Task goal:
Restate every entry verbatim; drop the pictures.

Stored data:

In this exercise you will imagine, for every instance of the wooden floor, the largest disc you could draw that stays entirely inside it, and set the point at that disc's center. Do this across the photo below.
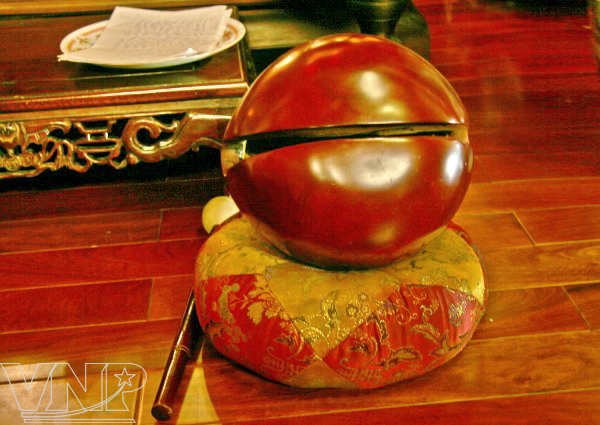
(98, 270)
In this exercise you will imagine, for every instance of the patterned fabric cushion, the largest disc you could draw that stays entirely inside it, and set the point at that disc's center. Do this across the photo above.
(310, 327)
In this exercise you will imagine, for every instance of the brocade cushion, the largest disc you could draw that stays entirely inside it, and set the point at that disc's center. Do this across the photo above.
(310, 327)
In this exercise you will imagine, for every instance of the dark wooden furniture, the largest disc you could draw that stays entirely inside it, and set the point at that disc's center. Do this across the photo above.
(57, 115)
(101, 272)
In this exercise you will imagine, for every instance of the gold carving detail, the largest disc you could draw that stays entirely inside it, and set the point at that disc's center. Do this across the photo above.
(30, 148)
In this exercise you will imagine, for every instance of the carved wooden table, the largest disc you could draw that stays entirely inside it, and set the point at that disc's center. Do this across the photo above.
(56, 115)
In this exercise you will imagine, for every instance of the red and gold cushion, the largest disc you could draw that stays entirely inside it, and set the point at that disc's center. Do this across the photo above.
(310, 327)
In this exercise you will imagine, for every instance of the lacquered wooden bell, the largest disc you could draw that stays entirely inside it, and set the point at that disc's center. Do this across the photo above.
(348, 152)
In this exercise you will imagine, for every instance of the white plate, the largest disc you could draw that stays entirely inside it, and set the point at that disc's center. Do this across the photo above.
(85, 37)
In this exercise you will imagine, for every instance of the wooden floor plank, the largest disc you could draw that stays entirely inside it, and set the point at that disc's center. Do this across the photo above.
(540, 165)
(563, 224)
(550, 409)
(79, 231)
(485, 228)
(497, 368)
(113, 263)
(555, 265)
(529, 311)
(527, 75)
(523, 195)
(587, 299)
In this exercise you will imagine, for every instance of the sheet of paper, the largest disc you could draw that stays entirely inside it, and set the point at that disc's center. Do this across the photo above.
(135, 35)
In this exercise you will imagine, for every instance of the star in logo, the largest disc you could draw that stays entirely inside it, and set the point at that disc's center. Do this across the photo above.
(124, 377)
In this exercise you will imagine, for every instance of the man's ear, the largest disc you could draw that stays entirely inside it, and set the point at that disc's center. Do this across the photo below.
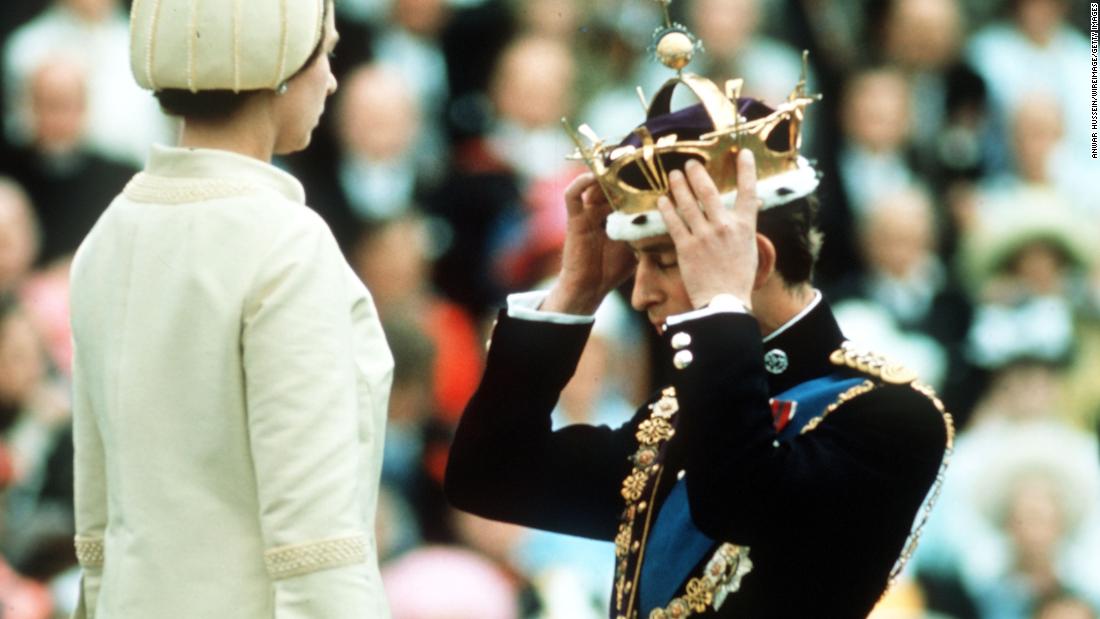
(766, 261)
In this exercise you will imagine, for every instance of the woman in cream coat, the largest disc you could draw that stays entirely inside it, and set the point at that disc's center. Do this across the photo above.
(231, 376)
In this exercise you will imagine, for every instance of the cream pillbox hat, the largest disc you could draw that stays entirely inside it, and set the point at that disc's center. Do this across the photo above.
(221, 44)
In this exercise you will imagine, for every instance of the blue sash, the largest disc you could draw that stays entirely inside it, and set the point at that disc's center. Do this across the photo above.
(675, 545)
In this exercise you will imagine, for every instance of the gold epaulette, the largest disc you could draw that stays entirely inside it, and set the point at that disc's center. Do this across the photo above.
(872, 364)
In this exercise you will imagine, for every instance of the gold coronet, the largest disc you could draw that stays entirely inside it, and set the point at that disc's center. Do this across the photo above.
(634, 177)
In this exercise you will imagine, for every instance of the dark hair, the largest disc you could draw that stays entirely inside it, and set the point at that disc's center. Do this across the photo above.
(222, 103)
(792, 229)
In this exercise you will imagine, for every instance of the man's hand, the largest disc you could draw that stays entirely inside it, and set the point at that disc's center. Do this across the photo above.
(592, 264)
(715, 246)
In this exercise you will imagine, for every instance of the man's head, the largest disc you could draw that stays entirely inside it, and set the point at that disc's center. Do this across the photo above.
(19, 234)
(788, 243)
(57, 104)
(377, 115)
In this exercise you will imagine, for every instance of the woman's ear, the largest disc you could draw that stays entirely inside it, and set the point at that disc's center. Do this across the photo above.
(766, 261)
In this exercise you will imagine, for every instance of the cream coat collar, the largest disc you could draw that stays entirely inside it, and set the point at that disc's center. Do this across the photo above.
(196, 168)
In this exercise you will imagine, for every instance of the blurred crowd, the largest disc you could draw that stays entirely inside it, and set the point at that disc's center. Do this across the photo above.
(960, 238)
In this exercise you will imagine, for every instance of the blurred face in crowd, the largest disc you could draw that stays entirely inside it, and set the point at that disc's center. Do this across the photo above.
(18, 240)
(659, 290)
(1026, 390)
(877, 111)
(425, 18)
(1041, 268)
(1036, 131)
(393, 262)
(924, 34)
(22, 363)
(57, 104)
(532, 83)
(92, 10)
(725, 26)
(1040, 20)
(299, 109)
(1035, 520)
(1066, 608)
(378, 118)
(898, 234)
(557, 19)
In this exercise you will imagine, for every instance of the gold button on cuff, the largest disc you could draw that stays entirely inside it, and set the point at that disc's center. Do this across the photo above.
(681, 341)
(682, 360)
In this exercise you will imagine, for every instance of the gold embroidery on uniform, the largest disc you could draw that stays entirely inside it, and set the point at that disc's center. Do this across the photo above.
(650, 434)
(721, 577)
(89, 551)
(847, 396)
(930, 501)
(655, 430)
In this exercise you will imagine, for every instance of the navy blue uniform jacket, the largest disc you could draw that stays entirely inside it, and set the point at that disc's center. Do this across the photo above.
(822, 515)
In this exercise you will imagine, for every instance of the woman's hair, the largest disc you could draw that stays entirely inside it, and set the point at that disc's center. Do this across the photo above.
(220, 104)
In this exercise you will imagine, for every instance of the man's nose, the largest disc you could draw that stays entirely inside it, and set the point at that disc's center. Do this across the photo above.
(644, 294)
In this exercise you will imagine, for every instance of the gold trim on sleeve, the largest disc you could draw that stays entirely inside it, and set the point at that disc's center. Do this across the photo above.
(89, 551)
(285, 562)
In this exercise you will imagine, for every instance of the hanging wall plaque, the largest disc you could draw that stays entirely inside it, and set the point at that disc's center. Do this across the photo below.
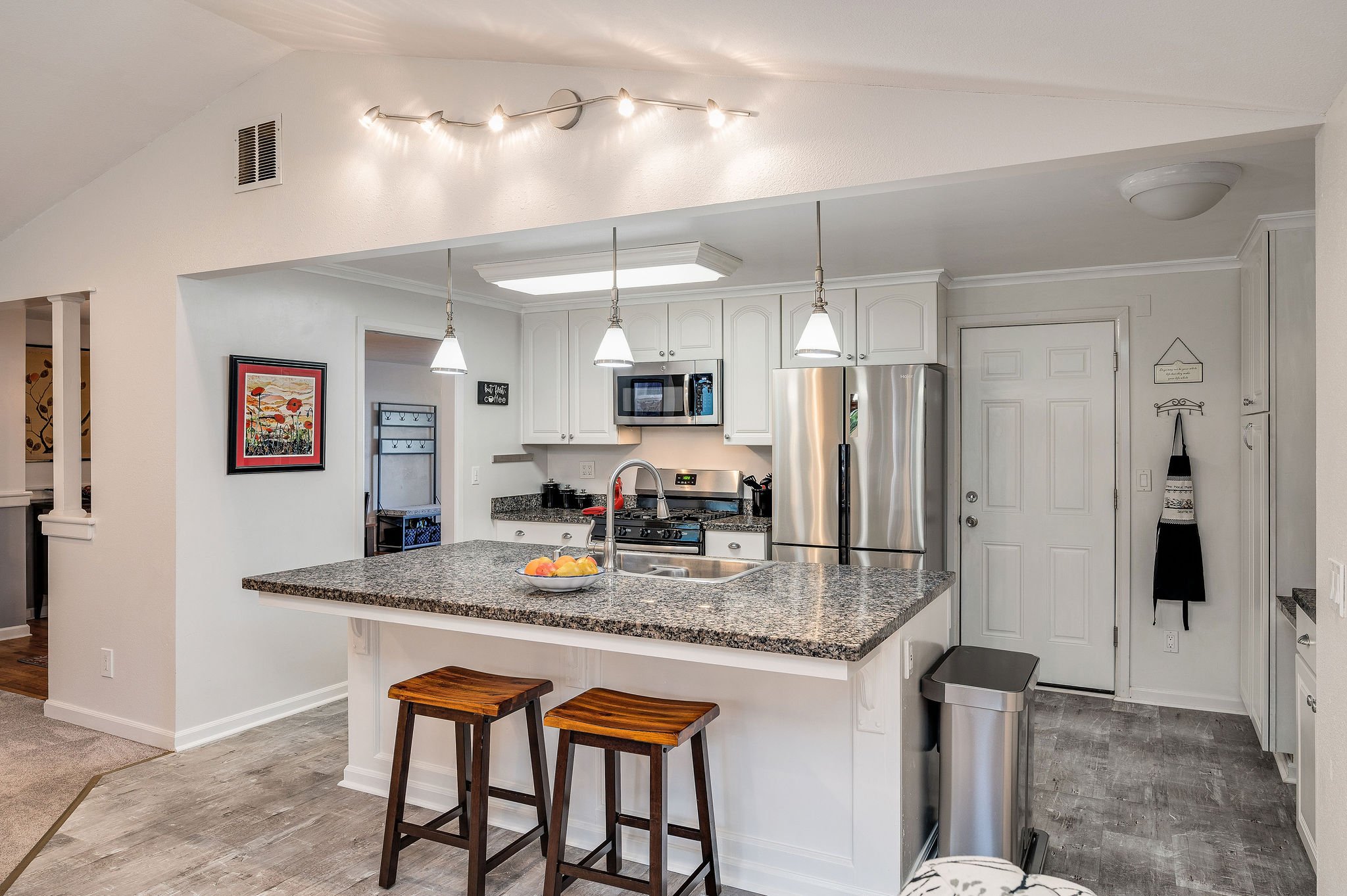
(1177, 365)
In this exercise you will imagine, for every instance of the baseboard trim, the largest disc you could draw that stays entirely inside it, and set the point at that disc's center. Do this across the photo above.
(1185, 700)
(160, 738)
(213, 731)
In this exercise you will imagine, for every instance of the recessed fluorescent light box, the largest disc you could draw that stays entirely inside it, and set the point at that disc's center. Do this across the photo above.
(593, 272)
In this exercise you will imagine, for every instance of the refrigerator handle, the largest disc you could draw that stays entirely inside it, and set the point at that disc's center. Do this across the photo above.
(845, 502)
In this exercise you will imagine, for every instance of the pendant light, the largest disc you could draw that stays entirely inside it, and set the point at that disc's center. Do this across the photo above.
(613, 350)
(818, 339)
(449, 360)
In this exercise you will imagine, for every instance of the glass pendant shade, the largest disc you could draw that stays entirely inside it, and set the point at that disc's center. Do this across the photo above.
(449, 358)
(613, 352)
(818, 339)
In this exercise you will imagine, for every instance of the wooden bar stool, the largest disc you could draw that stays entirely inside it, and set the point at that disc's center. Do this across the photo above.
(619, 723)
(473, 701)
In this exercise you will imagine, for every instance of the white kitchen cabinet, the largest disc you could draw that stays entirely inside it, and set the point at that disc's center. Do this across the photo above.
(899, 325)
(752, 343)
(744, 545)
(694, 330)
(796, 308)
(565, 400)
(647, 331)
(528, 533)
(591, 388)
(1307, 712)
(546, 362)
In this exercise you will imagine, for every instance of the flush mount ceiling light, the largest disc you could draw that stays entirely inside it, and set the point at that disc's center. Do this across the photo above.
(1186, 190)
(646, 267)
(820, 339)
(449, 360)
(564, 110)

Exercise solution:
In this exercise you will imagine, for every instance of the wooden floor, the largest disc you could draw that stays entirely inside it, and set the point at that disc's center. Do this across the photo below.
(98, 270)
In this exercise you will imagine, for every instance of the patterned fabric cushion, the largest disc you could draw that stays entirely inside it, and set the point at that disc's center. Do this across the photo above.
(310, 327)
In this exercise you will imagine, for every instance of the brocade cushion, the largest disc you could draw that stays entirely inside it, and set the point at that disc's center. Do this across the photo above.
(310, 327)
In this exercise you will imagine, for every instance of the dark wooden furniture, the largest disc you could draw that stays entirely inside it, and set the point at that disc's center. Do this across the photo above.
(57, 115)
(101, 272)
In this exercise you will imagine, for every instance of the gold carving detail, the largest disc you could draw that stays entirely inside it, and set the point at that disc's center. Do this across the photo above.
(30, 148)
In this exercise you will imagine, for every instance of the carved wooden table, the largest disc you could draw that stays entirely inside it, and set the point at that disc's center. Do this across the photo above.
(56, 115)
In this exercise you will imagine, for every instance of the red and gold cushion, the largest disc you could draw that stays entirely inside it, and set the point at that disc's center. Do this across the photo above.
(310, 327)
In this exercise you will imagine, for every instance of the lacquered wooden bell, the largest disc you could draw that stays entirely inside it, and set the point at that disc's center. Do this across the photo above.
(348, 152)
In this exercise you will imagine, for every instance of the white plate, the largest disc you could draw that stays entirely inside it, and set the point at that disc's center. Do this across the photo above.
(85, 37)
In this exercise you will imagine, for every instance of the wooden floor plank, the largest disc you could draw that stays entirely inside it, and set the point at that disc's center. Do this across the photo above.
(540, 165)
(563, 224)
(550, 409)
(79, 231)
(485, 228)
(497, 368)
(113, 263)
(555, 265)
(529, 311)
(527, 75)
(523, 195)
(587, 299)
In this exercise you will imagine, for every instance of the sheet of paper, the largest disc you could draw that stays entirely inside it, and set the point at that disc's center. Do this across the photo above.
(135, 35)
In this exercise you will imagine, for every instance of the star in logo, the largest disc you could draw that stays entirely inside it, and set the point at that disc's center. Do this across the photo above.
(124, 377)
In this exercise you will imagine, for every instance of the man's ear, the largest disc you could draw that stays entirely inside it, and set the point at that disc's center. Do this across the photo below.
(766, 261)
In this exercise you will imagine, for every instance of the woman in cream coat, the largest disc you could draw that stays entirely inside it, and set the point at that disc's center. Do this across the photo above.
(231, 376)
In this exercise you will imagine, for every instance of the cream pillbox hat, the largest disc you could draw that stays entirely inside it, and set the point at that disc's center. Do this across the photo above.
(221, 44)
In this exercise you will imagine, for every instance of the blue sash, the largest disc you could draw that stays entirely inside it, and set the point at that disc's center. Do this across the photo above.
(675, 545)
In this exercise you will imagine, for every instance of the gold epaulette, the largest disc you could draw that stays entirely inside it, and set the point at that disc's center. Do this across the photo above.
(872, 364)
In this exercise you will imagine, for every instance of the gold coronet, the largest disc you could draw that stays entirely inside it, and set the point at that disc's center. Do this across the photo above.
(634, 177)
In this exercise you will imagine, for every instance of the dark hair, the largest disc you could draw that stays entirely inside it, and set the point at that disc's center. Do this across the photo above.
(222, 103)
(792, 229)
In this exercise you will imagine, for every instance of the man's hand, the largest disc you could draw that stays entirely inside it, and set the point at that disc's center. Do this across the photo above.
(592, 264)
(715, 246)
In this exercise you will imagine, for every instance of the man's head, the largest disc you could draw that stays entirely inside it, and set the point at that disc's center. Do this across the photo above.
(19, 234)
(788, 243)
(57, 104)
(377, 115)
In this exercise you will imagine, for every instance of the woman's ear, the largest disc you could draw that stays entirely inside it, and set the point at that disc's center. Do this across the photo above.
(766, 261)
In this exercise you will imagine, for every instance of the cream coat collar, the largest disc you could draw that stays entirely inside it, and set the point at that disc's center. Do this across the photo above.
(196, 168)
In this exercise you will imagine, for every instance of the blurred crowd, the largest disc you could draw that stays entirely inside it, and set the point at that disc's center. Do this across the photo above.
(960, 238)
In this exercise you will imagine, for every instance of the blurred face in crowd, the largest disc you could draw that stays entirely inside it, and set the point at that disc's center. Do this across the photo above.
(18, 240)
(659, 290)
(1026, 390)
(877, 111)
(425, 18)
(1041, 268)
(1036, 131)
(393, 262)
(924, 34)
(22, 363)
(57, 104)
(532, 83)
(92, 10)
(725, 26)
(1040, 20)
(299, 109)
(1035, 520)
(1066, 608)
(378, 118)
(898, 234)
(557, 19)
In this exercise you will imagine, for every instance of the gold button on cuff, the largest disc you could draw that stays entirely inside it, and set the point at that disc's center. Do this across the photo above.
(681, 341)
(682, 360)
In this exercise you will imagine, for every instance of the gold embroidery on uniform, the largest disc you could draw that stays entirely inside it, and set the point at that disc's center. Do this across the photo above.
(650, 434)
(721, 577)
(89, 551)
(847, 396)
(930, 501)
(655, 430)
In this exercise you will imagine, for every instance of the navy blue uniform jacket, the largest disc you could draw that stays entirely inside it, and set the point at that disc's center. Do this across the photo above.
(822, 515)
In this exercise you will imagine, for every instance of the woman's hair, the largest disc you could draw that stays entirely inside it, and set the point at that disc's center. Do this across the photo above.
(220, 104)
In this exercise you will imagine, for every instance of the man's nose, the largest disc you could draw that stays entirely inside it, and set the point at that disc's center. Do this across the photo above.
(644, 294)
In this exercise you will imagine, for every instance of the gold trim on sleeve, the largest disc you could draw that stays entirely inside it, and set the point at that disc's center. Do this across the photo above.
(89, 551)
(285, 562)
In this exercise you will imagine, for every instance of the hanging wall plaque, the largest disc you could draw that stays entirely inside it, and set the point at that disc's center. Do this across the photo below.
(1177, 365)
In this exercise you will imagine, for every instance of the baseboard trim, the largest disc you could draw that stays entirely inside it, and set the point at that disc's center. Do this across the photo above.
(1185, 700)
(160, 738)
(213, 731)
In this exercise you will imagine, for every instance of the recessed fluorescent light box, the largest disc you could draw that stays entirely inside it, and set the point at that disc's center. Do this across the photo above.
(593, 272)
In this exercise you will imagine, for every instance of the refrigerator handle, the largest disc you could draw that stays entirely inside it, and set the point at that disc's center. Do this across the photo above.
(845, 502)
In this exercise you will imagine, for every instance of the pendant light, the largest disc you could draw that stays entirely inside it, and set the point at that disc's center. Do this across the photo above.
(613, 350)
(818, 339)
(449, 360)
In this exercise you will imagine, for every instance of the glass pendant shade, the largest disc you could draw that stays entirely inside it, and set the point at that disc's center. Do this across the photo above.
(449, 358)
(613, 352)
(818, 339)
In this exercise you will imagine, for every instance of the wooden bar stool, the largest disc you could draw that stays entirely inside it, and set the point at that disc's center. Do this across the photo above.
(619, 723)
(473, 701)
In this exercise you will imagine, for every instance of the white kitchen cabinet, the largest disc you could draw that stays entirely inside it, and set the point at that disc's center. Do this across the photo above.
(899, 325)
(752, 343)
(744, 545)
(694, 330)
(796, 308)
(565, 400)
(647, 331)
(528, 533)
(591, 388)
(1307, 712)
(546, 362)
In this exercise you will imagine, for every instance of the flush mount ceiling light, the largest disc you could draw that stays entirely inside it, and set the point at that disc's center. Do this across the photo above.
(1186, 190)
(646, 267)
(820, 339)
(449, 360)
(564, 110)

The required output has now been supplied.